From the rows below, pull out each line containing the string "distant". The match is case-sensitive.

###

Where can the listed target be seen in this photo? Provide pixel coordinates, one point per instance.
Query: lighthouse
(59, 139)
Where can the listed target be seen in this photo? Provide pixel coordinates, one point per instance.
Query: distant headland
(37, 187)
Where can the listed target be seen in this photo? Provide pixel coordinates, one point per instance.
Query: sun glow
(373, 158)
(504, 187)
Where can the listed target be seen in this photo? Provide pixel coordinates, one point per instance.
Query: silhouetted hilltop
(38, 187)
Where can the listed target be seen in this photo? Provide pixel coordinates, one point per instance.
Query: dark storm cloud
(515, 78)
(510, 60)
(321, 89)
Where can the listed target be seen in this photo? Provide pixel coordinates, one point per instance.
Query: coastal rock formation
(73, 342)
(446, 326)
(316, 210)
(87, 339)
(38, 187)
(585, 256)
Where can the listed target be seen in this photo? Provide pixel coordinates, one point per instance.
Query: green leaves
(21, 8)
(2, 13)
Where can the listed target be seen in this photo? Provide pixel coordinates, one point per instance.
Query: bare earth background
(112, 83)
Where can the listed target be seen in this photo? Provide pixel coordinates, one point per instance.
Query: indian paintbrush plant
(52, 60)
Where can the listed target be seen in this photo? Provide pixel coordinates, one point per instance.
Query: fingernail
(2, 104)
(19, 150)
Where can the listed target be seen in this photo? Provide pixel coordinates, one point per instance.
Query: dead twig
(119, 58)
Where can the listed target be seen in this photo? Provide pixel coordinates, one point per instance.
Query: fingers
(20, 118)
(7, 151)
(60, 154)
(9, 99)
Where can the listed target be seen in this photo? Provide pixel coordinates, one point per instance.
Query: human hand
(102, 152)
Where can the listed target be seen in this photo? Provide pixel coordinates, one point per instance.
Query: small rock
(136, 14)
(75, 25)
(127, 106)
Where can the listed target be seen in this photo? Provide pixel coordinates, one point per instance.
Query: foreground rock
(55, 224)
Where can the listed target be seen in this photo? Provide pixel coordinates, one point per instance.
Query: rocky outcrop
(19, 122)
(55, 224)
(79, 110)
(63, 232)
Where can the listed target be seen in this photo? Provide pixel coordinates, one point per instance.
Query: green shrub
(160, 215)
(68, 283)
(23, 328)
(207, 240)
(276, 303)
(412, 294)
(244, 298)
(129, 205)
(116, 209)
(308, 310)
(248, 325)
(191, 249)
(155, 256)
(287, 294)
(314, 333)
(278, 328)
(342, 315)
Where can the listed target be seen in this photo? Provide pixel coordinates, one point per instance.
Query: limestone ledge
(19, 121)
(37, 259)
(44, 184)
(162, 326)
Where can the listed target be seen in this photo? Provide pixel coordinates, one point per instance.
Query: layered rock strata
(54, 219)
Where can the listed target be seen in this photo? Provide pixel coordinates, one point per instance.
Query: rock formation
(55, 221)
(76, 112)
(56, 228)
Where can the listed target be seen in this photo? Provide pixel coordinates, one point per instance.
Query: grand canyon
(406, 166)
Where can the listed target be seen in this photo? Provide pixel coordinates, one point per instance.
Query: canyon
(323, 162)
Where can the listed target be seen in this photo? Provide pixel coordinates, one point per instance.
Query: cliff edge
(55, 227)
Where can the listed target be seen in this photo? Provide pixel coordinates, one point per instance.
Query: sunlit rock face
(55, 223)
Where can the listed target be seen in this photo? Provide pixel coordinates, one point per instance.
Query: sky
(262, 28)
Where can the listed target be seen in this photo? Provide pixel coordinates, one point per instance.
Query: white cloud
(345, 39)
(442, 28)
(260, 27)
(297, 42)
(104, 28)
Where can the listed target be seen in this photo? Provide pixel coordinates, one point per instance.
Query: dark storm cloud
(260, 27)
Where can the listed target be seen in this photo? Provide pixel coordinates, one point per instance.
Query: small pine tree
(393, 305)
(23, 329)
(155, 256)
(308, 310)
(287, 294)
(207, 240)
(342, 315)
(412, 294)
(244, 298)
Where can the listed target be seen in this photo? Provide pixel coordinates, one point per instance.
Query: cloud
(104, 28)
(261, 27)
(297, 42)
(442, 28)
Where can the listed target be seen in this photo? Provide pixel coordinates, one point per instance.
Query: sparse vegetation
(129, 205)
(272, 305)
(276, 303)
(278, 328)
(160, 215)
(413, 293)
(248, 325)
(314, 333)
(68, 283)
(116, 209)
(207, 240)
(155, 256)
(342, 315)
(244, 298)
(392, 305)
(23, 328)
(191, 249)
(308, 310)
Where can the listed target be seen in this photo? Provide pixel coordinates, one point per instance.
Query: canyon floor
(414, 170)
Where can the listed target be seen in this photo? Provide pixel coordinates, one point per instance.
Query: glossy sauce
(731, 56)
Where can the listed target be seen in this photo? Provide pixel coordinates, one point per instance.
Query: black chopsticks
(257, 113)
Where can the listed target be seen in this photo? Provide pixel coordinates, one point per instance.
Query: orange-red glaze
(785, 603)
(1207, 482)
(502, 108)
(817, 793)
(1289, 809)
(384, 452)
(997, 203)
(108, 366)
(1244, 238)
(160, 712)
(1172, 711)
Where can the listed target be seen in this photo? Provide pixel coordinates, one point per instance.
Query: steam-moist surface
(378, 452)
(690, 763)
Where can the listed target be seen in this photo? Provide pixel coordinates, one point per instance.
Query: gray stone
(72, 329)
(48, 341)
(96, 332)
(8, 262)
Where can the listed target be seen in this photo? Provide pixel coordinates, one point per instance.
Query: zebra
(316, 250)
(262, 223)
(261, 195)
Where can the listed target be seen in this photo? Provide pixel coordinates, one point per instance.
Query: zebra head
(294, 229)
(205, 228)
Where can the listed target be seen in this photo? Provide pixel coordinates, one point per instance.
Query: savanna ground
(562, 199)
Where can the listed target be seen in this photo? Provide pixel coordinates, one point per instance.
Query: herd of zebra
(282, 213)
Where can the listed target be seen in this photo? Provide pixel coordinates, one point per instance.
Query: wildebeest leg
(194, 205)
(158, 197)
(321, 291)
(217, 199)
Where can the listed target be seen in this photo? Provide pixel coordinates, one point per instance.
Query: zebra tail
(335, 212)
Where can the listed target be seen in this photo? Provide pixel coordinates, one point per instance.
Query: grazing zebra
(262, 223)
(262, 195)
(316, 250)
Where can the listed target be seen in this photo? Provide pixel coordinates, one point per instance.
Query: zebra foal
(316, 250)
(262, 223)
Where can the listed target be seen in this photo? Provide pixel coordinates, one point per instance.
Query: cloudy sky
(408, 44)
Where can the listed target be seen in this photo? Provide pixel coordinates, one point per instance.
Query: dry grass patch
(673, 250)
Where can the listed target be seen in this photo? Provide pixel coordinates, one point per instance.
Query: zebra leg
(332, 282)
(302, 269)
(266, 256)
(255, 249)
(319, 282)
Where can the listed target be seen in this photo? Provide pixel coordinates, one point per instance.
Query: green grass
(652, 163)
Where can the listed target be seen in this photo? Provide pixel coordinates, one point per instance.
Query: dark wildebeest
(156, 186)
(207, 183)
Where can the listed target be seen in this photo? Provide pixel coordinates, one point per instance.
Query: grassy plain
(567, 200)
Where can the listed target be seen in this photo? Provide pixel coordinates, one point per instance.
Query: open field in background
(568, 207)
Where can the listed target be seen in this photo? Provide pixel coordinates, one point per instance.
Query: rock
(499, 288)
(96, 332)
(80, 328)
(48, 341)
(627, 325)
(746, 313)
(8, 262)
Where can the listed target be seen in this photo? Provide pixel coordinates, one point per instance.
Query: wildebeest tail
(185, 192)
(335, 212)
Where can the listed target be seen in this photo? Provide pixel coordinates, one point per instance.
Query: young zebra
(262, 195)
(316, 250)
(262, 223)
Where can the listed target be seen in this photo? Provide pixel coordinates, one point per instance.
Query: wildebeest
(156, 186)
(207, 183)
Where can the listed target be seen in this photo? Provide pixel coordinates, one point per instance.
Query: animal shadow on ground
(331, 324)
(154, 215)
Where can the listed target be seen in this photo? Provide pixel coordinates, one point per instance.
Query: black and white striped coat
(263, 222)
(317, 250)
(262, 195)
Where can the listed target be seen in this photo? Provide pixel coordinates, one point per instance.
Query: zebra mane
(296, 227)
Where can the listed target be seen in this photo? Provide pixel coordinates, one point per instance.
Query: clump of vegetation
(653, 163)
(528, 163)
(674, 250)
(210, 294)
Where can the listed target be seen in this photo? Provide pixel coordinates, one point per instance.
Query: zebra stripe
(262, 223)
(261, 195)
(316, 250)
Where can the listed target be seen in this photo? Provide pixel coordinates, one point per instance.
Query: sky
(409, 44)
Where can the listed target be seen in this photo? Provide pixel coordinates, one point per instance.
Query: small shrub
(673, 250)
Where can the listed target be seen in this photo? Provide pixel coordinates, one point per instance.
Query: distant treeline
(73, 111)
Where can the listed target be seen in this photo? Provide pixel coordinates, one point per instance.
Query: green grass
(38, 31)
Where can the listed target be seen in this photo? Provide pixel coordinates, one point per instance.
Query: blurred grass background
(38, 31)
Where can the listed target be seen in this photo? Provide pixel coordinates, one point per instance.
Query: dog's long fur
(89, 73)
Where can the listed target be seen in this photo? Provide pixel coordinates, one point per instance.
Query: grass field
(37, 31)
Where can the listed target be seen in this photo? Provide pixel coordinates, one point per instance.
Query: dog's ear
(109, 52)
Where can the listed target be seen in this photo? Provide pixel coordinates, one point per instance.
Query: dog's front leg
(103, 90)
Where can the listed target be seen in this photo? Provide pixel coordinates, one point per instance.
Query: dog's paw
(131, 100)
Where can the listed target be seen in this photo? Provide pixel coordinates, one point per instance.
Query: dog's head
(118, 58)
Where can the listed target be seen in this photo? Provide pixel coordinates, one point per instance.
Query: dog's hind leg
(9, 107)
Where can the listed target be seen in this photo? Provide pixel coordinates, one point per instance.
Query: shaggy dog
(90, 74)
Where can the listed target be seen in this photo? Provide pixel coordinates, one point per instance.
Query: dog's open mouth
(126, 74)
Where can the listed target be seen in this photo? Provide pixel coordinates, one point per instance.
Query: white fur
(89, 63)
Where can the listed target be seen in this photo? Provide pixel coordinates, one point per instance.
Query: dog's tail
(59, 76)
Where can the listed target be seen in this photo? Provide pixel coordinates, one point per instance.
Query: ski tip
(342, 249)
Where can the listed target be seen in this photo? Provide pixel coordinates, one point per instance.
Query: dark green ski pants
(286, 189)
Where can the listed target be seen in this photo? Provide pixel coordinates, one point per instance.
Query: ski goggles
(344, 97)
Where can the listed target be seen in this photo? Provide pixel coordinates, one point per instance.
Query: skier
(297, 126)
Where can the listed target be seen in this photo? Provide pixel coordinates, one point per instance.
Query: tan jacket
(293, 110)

###

**In response:**
Query: distant headland
Query: distant treeline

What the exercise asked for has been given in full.